* [Task to complete]
Can you quote the whole listing below, every line of it, word for word?

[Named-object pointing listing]
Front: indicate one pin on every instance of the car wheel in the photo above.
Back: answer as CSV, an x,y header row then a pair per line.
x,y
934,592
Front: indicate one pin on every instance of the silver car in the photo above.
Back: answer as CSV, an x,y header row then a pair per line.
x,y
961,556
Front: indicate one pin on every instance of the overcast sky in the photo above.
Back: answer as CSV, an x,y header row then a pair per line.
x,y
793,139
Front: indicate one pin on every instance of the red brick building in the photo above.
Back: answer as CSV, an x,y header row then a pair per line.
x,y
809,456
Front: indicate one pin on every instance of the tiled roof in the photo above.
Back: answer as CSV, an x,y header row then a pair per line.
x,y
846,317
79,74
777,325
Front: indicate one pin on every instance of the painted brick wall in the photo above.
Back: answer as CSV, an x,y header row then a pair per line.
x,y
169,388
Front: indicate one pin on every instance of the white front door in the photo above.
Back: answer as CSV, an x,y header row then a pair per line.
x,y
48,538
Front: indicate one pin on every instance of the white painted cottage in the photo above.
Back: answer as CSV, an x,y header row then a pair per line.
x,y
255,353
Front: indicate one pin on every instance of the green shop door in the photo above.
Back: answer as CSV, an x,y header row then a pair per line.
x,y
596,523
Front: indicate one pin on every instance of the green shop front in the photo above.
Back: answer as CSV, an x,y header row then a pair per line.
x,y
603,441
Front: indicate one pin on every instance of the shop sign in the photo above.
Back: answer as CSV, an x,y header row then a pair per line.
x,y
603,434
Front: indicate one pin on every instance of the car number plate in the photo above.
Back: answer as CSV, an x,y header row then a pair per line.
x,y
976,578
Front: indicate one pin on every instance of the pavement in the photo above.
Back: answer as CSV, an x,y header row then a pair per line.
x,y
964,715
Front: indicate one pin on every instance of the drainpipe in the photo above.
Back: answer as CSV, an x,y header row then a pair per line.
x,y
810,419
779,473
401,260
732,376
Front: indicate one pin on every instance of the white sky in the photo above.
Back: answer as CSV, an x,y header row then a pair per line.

* [Solution for this exercise]
Front: indicate one pin on every instance of the car wheel in the photo above.
Back: answer as CSV, an x,y header row then a pair per line.
x,y
934,592
Front: indicate one pin on every instance of the silver car in the photo above.
Back: answer as CSV, an x,y header row then a pair per line.
x,y
961,556
Front: indicate one pin on every instance of the overcast sky in the photo above.
Back: answer as CSV, an x,y header row then a pair per line.
x,y
793,139
Front: indicate one pin on every instance of the red brick building in the photo above.
Back: answer as CSV, an x,y header row then a pair per line.
x,y
809,456
Front: indicate one pin on every instance of the tiled roof in the photo above.
Back: answer as CSV, an x,y header row then a pair per line.
x,y
846,317
79,74
777,325
Front: indicate one pin on every instance of the painted brick wall in the photo above.
Back: answer as CSV, an x,y header row then a pair per line.
x,y
169,388
Front: indicate one pin on every instance of the white front door in the photo above.
Back: answer as CSV, an x,y header row then a pair per line.
x,y
48,538
Front: indicate one pin on every instance of the white painted cottage in the photo above.
Back: answer as CSV, an x,y header row then a pair per line.
x,y
255,353
Front: indicate one pin on every instance of the green shop door in the photo above.
Back: answer as CSV, an x,y header row then a pair per line.
x,y
596,523
Front: indicate one pin on every instance of the green shop front in the photo above.
Back: answer as CSV, an x,y header row then a pair per line.
x,y
603,441
Front: indicate one pin on every instance of the shop sign in the photo above.
Back: answer as CSV, an x,y header row then a pair per line.
x,y
603,434
Front: indicate one pin on every instance of the car number plate in the photo above.
Back: answer as CSV, an x,y header row then a pair per line.
x,y
976,578
Front: indicate one pin on every instance of the pavement in the photo above.
Back: answer as CSV, an x,y header row then a pair per line.
x,y
964,715
Front: indicate one pin on every instance of the drainpipe in the photo above.
Back: answer as CSV, an x,y header row then a pair per line.
x,y
810,419
779,473
401,260
732,376
Front: indicate one pin on every instance of the white sky in the photo above.
Back: answer as CSV, an x,y header row then a pair per line.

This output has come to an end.